Exercice écrit a: Remettez à l'échelle une partie de la liste : recopiez ses lignes, de la ligne qui contient "output [[461, 446]]." jusqu'à celle qui contient "[[111, 73]]" incluse, consignes comprises. Multipliez par 2 toutes les coordonnées des points données en réponse, mais pas celles des exemples des consignes, et arrondissez-les à l'entier, les moitiés vers le haut.

Extrait de page:

# # # #

ETATS-UNIS : UNE ABSENCE INFINIE DE RETENUE

 

Série : Politique internationale

 




La vie des gens dans nombre de pays est largement régie et affectée par des acteurs internationaux suffisants, cyniques et malveillants, qui détiennent un pouvoir colossal visant à perpétuer le monde injuste qu’ils ont œuvré à créer. Les peuples occidentaux sont séparés hermétiquement du reste du monde. Ils sont soumis à un matraquage médiatique et ignorent tout des forfaits et malheurs qui ont lieu hors de leur sphère. 

Les Etats-Unis (les plus gros consommateurs de drogues) incarnent en premier lieu et dans une large mesure cette profonde ignominie. Au sein même du pays, les citoyens afro-américains et amérindiens vivent une situation sociale alarmante, sont victimes toujours et au quotidien de discriminations effarantes. A ce titre, Noam Chomsky écrit : « Les Etats-Unis ont été un pays très raciste pendant toute leur histoire et pas seulement à l’encontre des Noirs. C’est une société de colons. Le colonialisme de peuplement c’est ce qu’il y a de pire comme impérialisme, le genre le plus sauvage parce qu’il requiert l’élimination de la population indigène. Ce n’est pas sans relation, je crois, avec le soutien automatique des Etats-Unis à Israël, qui est aussi une société coloniale ». (1)

# # # #

Données fournies:
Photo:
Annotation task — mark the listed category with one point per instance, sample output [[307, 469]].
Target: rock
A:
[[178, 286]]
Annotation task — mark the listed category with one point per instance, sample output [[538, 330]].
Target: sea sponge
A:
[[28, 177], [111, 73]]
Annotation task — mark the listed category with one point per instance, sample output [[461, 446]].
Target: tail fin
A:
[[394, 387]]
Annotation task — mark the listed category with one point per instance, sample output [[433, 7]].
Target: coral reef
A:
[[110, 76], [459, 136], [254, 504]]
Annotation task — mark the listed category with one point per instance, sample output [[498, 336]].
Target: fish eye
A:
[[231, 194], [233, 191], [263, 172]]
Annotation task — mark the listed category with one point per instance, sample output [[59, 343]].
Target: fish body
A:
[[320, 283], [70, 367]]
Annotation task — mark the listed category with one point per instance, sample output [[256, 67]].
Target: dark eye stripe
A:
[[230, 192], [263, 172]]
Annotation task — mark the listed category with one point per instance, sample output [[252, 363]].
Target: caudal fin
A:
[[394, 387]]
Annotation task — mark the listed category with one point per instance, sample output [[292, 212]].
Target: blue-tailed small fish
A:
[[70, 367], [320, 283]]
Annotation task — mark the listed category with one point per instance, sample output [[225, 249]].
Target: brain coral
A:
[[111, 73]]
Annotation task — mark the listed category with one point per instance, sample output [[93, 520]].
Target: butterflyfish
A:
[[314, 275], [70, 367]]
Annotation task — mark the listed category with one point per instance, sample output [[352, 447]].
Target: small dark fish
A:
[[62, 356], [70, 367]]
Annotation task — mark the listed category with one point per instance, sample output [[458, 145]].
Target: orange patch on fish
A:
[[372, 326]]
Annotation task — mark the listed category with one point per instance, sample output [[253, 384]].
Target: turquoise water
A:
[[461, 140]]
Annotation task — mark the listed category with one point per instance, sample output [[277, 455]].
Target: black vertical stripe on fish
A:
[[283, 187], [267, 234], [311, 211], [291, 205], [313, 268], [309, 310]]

# # # #

Exercice écrit b: Poursuivez le texte sur les États-Unis à partir de l'endroit où il s'arrête.

Corrigé a:
Annotation task — mark the listed category with one point per instance, sample output [[461, 446]].
Target: tail fin
A:
[[788, 774]]
Annotation task — mark the listed category with one point per instance, sample output [[433, 7]].
Target: coral reef
A:
[[220, 152], [918, 272], [508, 1008]]
Annotation task — mark the listed category with one point per instance, sample output [[498, 336]].
Target: fish eye
A:
[[462, 388], [466, 382], [526, 344]]
Annotation task — mark the listed category with one point per instance, sample output [[59, 343]].
Target: fish body
A:
[[640, 566], [140, 734]]
Annotation task — mark the listed category with one point per instance, sample output [[256, 67]].
Target: dark eye stripe
A:
[[460, 384], [526, 344]]
Annotation task — mark the listed category with one point per instance, sample output [[252, 363]].
Target: caudal fin
A:
[[788, 774]]
Annotation task — mark the listed category with one point per instance, sample output [[292, 212]].
Target: blue-tailed small fish
A:
[[140, 734], [640, 566]]
Annotation task — mark the listed category with one point per instance, sample output [[225, 249]].
Target: brain coral
A:
[[222, 146]]

Corrigé b:
Immédiatement après la chute du mur de Berlin, les Etasuniens ont conçu une nouvelle stratégie. Le message principal fût le suivant : rien ne va changer… sauf les prétextes. Ils ont clamé leur besoin impérieux d’une force militaire gigantesque, bien que la menace russe ait cessé d’exister. Par la suite, le monde s’est accoutumé à les voir parader tous azimuts, emplis de morgue, la main sur la crosse du revolver. Ils se mêlent de tout, flagornant les uns, menaçant les autres. Ils ne sont pas estimés… et ils le savent. Regardez leurs ambassades et consulats : le summum de la paranoïa et des lubies tyranniques est allègrement atteint. Des barricades grotesques en ciment enjambent les trottoirs, débordent même sur la chaussée, exaspèrent les passants.

La doctrine qui sous-tend la politique étasunienne est une doctrine mafieuse selon laquelle toute opposition même timide aux desseins géopolitiques de l’Empire, où qu’elle soit, doit être réprimée par un usage extrême de la force. Washington a ainsi créé le plus puissant appareil militaire jamais vu dans l’histoire : l’Otan. Son but est tout simplement de se substituer à l’ONU. A n’en pas douter, la militarisation démesurée du monde rend l’avenir de l’humanité de plus en plus périlleux. Les Etats-Unis engagent 36% du total des dépenses militaires globales évaluées en 2018 à 1822 milliards de dollars. Ils détiendront pour longtemps encore le premier budget militaire du monde. (2)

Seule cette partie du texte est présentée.